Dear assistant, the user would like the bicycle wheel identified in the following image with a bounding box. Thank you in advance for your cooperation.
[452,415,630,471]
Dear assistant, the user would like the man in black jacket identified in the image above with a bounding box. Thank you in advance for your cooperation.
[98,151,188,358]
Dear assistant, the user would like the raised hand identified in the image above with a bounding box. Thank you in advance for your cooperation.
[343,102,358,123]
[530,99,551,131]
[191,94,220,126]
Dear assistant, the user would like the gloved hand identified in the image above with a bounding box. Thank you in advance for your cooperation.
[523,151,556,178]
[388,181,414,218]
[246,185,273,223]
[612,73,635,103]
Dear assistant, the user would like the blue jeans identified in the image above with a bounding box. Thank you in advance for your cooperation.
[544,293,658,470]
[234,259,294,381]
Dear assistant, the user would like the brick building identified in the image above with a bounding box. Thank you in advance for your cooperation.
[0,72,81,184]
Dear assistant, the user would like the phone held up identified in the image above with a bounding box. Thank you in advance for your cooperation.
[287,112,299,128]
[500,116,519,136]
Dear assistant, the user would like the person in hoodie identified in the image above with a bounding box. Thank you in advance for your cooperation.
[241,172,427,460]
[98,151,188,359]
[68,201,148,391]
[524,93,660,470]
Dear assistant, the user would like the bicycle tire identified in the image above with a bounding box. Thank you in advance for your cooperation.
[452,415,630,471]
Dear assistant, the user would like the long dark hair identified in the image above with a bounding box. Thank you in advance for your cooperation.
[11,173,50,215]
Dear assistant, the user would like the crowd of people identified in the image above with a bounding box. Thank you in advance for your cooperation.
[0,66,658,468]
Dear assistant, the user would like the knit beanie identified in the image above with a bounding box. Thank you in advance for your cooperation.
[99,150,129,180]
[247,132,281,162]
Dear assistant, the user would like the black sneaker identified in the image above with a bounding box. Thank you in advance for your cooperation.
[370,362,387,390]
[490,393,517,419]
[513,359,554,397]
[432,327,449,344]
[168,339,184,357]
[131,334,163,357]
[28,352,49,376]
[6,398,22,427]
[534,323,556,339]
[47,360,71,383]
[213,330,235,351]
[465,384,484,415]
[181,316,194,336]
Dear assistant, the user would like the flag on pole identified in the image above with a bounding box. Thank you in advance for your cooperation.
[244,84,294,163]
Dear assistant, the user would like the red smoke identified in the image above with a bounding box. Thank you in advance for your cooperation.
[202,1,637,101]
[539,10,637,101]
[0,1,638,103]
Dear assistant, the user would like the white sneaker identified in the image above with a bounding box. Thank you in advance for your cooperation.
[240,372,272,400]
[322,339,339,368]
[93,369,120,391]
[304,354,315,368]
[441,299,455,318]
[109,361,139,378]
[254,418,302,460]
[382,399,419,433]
-------------------------
Work to complete:
An exact copy of every line above is needed.

Solution to this exercise:
Dear assistant, the user would like the bicycle wheel identified in the following image with a bounding box. Thank you in advance for your cooperation.
[452,415,630,471]
Dear assistant, the user would like the man in black jacket identified in the image above with a bounding box. Thank you in advance for your cooperation.
[98,151,188,358]
Dear assistant, the user would like the raised hand identified in the image above with a bounding box. Thank you in advance for your cooperation.
[343,102,358,123]
[530,99,551,131]
[191,94,220,126]
Dear assistant, the user would like the gloved hand identified in the image above with a bounding box. Thank you in advance for your cooperation.
[523,151,556,178]
[388,181,414,218]
[246,185,273,223]
[612,73,635,103]
Dear assistant, the user would like the blue jeans identified in the image above with a bounding box. Thank you in advance for your cooperation.
[544,293,658,470]
[234,259,294,381]
Dear assistant, the user would like the brick building identified in the image above with a bounding box. Thank you in advance for your cooperation.
[0,72,81,184]
Dear assistant, the user would like the phone held up identified in the image above with a bounding box. Thank you in advance for your cooperation.
[287,112,299,128]
[500,116,519,136]
Dear assistant, the user would like the person in hoodie identified in the image above with a bounding box. Thank you in advance for your cooperation.
[241,172,427,460]
[98,151,188,359]
[68,201,148,391]
[524,93,660,470]
Dear assistant, the user would like the bicycle tire identified in the image above with a bounding box. Thank you in advance for your cooperation.
[452,415,630,471]
Dear assistant, the user would like the long dark hair identified in the image above with a bounding box. Thank you in advance for your cooperation.
[11,173,50,215]
Dear assistant, the user would like the crowd of people identified in the image above with a bounding box. Thank you in advance for your cooperation.
[0,66,658,468]
Dear assistant, the user would like the knit beanie identified in the image above with a bounding box. Thank you in advance for your cooperation.
[99,150,129,180]
[247,132,281,162]
Dear assistant, the user would like the black sneaker identified in the image above with a bounding box. Thank you in advance for your cooperation.
[370,362,387,390]
[490,393,517,419]
[513,359,554,397]
[432,327,449,344]
[168,339,184,357]
[131,334,163,357]
[28,352,49,376]
[6,398,22,427]
[534,323,556,339]
[47,360,71,383]
[213,330,235,351]
[465,384,484,415]
[181,316,194,336]
Dear assistant, the user would like the flag on pole identified in the image above with a bounding box. Thank you in advance for your cooperation.
[244,84,294,163]
Dear assistant, the user would like the red smoke identified in the image above with a bounding box. Thank you in advance for your cooperation.
[202,1,637,101]
[539,10,637,101]
[0,1,638,103]
Dear assistant, the user would like the white sneaker identified in the image above with a bounding box. Thank you in advance for your cooperation.
[240,372,272,400]
[322,339,339,368]
[93,369,120,391]
[304,354,315,368]
[441,299,455,318]
[109,361,139,378]
[254,418,302,460]
[382,399,419,433]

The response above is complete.